## Instructions to follow
Everything before the line containing "Query: calm lake water" is to be left out; repeat that line and all lines after it exactly, to the end of the data.

----------

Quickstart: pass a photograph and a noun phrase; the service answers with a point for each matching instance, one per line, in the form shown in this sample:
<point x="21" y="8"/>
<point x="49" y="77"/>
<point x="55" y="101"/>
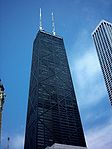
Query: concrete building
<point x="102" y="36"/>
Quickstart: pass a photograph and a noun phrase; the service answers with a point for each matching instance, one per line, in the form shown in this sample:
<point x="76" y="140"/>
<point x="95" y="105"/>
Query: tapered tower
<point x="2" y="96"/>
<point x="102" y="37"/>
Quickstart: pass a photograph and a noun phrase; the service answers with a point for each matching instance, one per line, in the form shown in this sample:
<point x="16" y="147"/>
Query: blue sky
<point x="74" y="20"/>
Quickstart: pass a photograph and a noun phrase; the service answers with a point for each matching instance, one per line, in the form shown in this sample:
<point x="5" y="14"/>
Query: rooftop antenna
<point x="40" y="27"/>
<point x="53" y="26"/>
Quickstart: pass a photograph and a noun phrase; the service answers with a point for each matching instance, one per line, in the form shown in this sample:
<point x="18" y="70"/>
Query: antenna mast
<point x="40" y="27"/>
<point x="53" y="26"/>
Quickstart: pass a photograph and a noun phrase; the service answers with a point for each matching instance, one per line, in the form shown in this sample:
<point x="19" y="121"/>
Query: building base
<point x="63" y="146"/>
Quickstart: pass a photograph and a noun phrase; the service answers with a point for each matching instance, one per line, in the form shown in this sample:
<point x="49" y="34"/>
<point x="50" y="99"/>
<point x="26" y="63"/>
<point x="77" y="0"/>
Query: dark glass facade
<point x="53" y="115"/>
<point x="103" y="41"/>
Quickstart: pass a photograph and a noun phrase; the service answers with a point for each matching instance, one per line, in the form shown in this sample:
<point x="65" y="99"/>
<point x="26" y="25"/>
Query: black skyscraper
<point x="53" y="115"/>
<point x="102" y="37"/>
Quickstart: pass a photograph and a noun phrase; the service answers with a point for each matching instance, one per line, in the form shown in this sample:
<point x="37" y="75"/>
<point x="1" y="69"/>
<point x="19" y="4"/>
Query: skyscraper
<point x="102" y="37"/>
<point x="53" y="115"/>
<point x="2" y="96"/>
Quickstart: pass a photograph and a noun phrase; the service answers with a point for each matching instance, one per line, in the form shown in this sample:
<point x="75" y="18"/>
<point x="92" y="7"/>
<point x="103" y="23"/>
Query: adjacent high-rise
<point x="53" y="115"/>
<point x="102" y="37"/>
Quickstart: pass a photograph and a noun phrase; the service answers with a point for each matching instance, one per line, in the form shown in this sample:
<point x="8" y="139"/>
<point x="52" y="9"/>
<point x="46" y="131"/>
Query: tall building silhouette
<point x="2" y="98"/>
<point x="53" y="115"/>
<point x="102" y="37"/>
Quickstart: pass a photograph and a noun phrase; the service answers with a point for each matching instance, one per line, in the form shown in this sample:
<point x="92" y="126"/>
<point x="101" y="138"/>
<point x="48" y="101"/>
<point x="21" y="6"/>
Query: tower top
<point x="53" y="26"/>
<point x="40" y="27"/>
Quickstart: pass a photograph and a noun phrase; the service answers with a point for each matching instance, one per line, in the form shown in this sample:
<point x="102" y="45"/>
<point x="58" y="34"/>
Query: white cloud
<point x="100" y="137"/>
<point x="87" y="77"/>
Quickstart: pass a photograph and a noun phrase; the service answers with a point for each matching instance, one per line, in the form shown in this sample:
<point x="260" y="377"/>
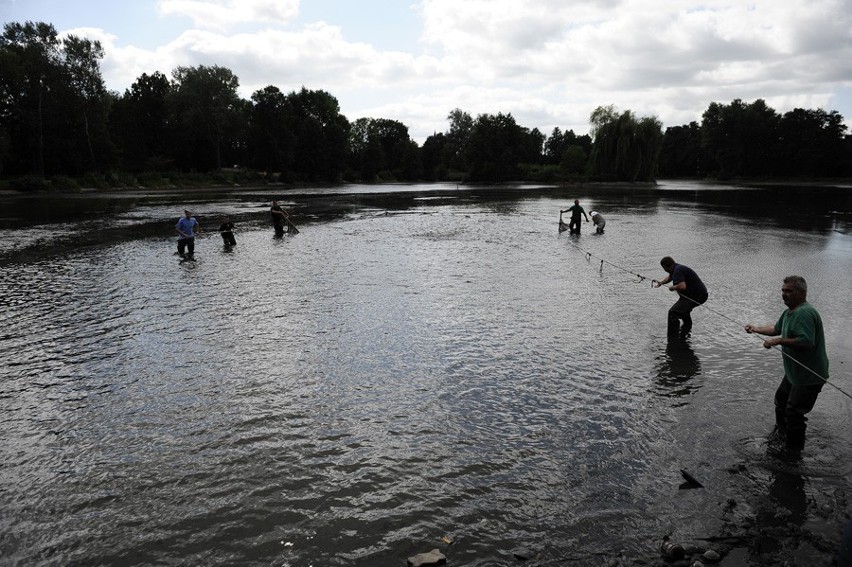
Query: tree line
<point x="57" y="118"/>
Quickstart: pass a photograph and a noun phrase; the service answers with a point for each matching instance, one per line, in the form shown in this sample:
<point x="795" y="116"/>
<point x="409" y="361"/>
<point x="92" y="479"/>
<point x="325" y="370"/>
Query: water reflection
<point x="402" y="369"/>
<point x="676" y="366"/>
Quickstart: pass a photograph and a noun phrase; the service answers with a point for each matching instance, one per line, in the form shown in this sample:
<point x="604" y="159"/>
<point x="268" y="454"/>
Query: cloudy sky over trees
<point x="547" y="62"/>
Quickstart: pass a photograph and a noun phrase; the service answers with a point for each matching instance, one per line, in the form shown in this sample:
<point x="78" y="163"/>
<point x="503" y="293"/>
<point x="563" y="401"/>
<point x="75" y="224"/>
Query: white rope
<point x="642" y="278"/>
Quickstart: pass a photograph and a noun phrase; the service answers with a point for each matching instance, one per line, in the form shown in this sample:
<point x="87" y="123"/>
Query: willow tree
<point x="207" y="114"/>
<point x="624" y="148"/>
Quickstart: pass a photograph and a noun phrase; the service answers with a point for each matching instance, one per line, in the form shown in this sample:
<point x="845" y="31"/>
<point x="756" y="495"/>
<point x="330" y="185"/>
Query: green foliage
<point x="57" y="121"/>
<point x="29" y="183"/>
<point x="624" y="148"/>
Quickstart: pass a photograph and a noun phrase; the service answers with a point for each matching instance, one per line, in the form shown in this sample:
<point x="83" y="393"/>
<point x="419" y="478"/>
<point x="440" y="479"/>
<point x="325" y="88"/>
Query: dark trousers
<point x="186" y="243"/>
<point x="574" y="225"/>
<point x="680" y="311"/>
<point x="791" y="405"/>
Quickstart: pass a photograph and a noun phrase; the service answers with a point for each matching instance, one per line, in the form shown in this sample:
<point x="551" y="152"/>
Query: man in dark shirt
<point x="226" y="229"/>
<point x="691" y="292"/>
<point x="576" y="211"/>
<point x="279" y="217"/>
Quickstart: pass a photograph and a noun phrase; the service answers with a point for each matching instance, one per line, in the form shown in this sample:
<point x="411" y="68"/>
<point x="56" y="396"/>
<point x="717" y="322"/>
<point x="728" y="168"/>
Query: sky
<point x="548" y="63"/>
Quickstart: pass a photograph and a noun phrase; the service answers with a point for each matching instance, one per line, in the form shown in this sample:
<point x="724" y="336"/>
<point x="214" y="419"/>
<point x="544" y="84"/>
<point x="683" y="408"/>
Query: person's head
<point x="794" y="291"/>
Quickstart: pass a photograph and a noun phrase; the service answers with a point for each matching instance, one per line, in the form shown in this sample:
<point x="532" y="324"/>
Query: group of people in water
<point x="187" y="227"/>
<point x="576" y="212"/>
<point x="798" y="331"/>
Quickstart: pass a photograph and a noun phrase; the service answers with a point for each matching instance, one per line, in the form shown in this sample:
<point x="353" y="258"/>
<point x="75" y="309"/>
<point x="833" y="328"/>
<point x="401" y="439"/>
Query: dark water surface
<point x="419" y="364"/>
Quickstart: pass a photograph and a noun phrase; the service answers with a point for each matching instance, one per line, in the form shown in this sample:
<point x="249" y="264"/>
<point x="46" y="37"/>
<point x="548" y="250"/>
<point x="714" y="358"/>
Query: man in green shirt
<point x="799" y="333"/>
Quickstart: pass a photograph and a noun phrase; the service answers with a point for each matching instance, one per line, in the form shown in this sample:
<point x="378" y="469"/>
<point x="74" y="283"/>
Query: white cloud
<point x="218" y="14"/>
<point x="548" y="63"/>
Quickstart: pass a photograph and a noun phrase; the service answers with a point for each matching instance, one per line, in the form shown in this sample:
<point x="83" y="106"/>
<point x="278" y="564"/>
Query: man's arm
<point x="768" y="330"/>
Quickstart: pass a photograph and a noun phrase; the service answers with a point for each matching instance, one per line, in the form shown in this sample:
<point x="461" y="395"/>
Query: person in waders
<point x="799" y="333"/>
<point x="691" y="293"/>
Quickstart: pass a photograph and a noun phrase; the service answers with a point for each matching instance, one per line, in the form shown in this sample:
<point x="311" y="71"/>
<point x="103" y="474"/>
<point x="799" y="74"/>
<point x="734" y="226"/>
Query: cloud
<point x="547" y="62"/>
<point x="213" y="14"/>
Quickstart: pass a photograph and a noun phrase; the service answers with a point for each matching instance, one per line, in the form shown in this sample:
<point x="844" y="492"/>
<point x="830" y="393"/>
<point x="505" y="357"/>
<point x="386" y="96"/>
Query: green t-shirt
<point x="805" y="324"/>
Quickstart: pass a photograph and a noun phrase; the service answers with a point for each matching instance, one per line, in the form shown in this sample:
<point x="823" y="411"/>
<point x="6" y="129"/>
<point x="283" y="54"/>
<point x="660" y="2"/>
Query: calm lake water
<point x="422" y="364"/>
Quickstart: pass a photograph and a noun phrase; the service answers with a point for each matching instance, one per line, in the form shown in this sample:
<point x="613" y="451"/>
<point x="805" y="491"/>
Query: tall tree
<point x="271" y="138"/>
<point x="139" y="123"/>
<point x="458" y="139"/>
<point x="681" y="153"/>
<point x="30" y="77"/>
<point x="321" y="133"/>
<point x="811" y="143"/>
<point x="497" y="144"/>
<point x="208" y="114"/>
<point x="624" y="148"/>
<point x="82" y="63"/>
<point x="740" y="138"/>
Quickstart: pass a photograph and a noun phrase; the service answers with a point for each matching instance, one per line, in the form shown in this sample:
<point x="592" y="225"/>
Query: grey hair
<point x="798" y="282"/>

----------

## Completed exercise
Query: calm lake water
<point x="422" y="364"/>
Quickstart: pass a photograph and a noun phrase; the service answers with a point for each matching instance, one per line, in the form shown in this sample:
<point x="613" y="451"/>
<point x="805" y="491"/>
Query: tall tree
<point x="271" y="138"/>
<point x="139" y="123"/>
<point x="458" y="139"/>
<point x="681" y="153"/>
<point x="30" y="77"/>
<point x="321" y="133"/>
<point x="811" y="143"/>
<point x="497" y="144"/>
<point x="208" y="114"/>
<point x="624" y="148"/>
<point x="82" y="63"/>
<point x="740" y="138"/>
Quickstart: pass a photograph and a noun phrase; the service answers with a point for each matching instance, one per line, in the form shown in this sample:
<point x="592" y="225"/>
Query: grey hair
<point x="798" y="282"/>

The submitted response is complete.